======== Passage shown

Excess folic acid intake increases DNA de novo point mutations
Xuanye Cao, Jianfeng Xu, Ying Lin, Robert M. Cabrera, Qiuying Chen, Chaofan Zhang, John Steele, Xiao Han, Steven S. Gross, Bogdan J. Wlodarczyk, James R. Lupski, Wei Li, Hongyan Wang, Richard H. Finnell, Yunping Lei
Abstract
It is well established that folic acid (FA) supplementation can significantly reduce the risk of birth defects, including neural tube defects (NTDs) 1 and congenital heart defects (CHDs) 2 . More than 80 nations have adopted mandatory FA food fortification programs 3 . With additional FA intake from different dietary supplements, a portion of the population is exposed to FA concentrations over the 0.4 mg recommended daily allowance (RDA) 4 . These people include women who had a prior NTD complicated pregnancy and are planning to start a new pregnancy 5 , and men with fertility issues who are treated with high-dose FA (12.5 times of RDA) supplementation to improve sperm counts 6 . However, there is a lack of research on whether excessive FA intake has the potential to harm human beings. Recently, a case with “pseudo-MTHFR” syndrome was reported, a wild-type MTHFR Caucasian woman with a history of infertility received a high FA exposure (5 mg/day, 12.5 times of RDA), which resulted in her homocysteine levels being elevated to 17.2 μmol/L, more than double the reference homocysteine level (7.8 μmol/L). After treatment with 5-methyltetrahydrofolate (5-MTHF, 500 μg daily), her Hcy level decreased to 8.2 μmol/L, an appropriate baseline level for wild-type MTHFR individuals 7 . Other reported adverse effects of high folate intake include acute nephrotoxicity, vitamin B12 deficiency and other unwanted effects 8 . Since FA is crucial for DNA synthesis and methylation, we were concerned that excess FA administration might adversely affect the prevalence of DNA point mutations as was observed in studies of folate deficiency 9 . To this end, we sought to quantify the potential impact of FA supplementation on de novo spontaneous mutation rates and its effect on whole-genome methylation modification.

================

* _Required action A_:
In the folic acid abstract, what did the woman's homocysteine level fall to after treatment with 5-MTHF?
* _Required action B_:
Give every abbreviation that the folic acid abstract spells out, each with its full form.
The data that comes next has nothing to do with the folic acid abstract.

======== Data extract

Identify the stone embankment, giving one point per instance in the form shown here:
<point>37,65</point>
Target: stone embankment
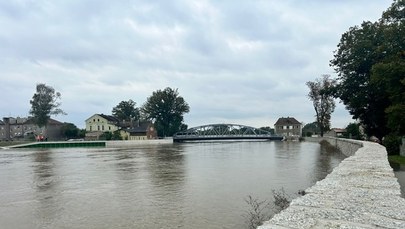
<point>362,192</point>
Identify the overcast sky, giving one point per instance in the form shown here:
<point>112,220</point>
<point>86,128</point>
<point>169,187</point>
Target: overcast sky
<point>234,61</point>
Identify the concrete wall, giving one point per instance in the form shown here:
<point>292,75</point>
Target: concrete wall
<point>362,192</point>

================

* _Expected output A_:
8.2 μmol/L

* _Expected output B_:
- FA: folic acid
- NTDs: neural tube defects
- CHDs: congenital heart defects
- RDA: recommended daily allowance
- 5-MTHF: 5-methyltetrahydrofolate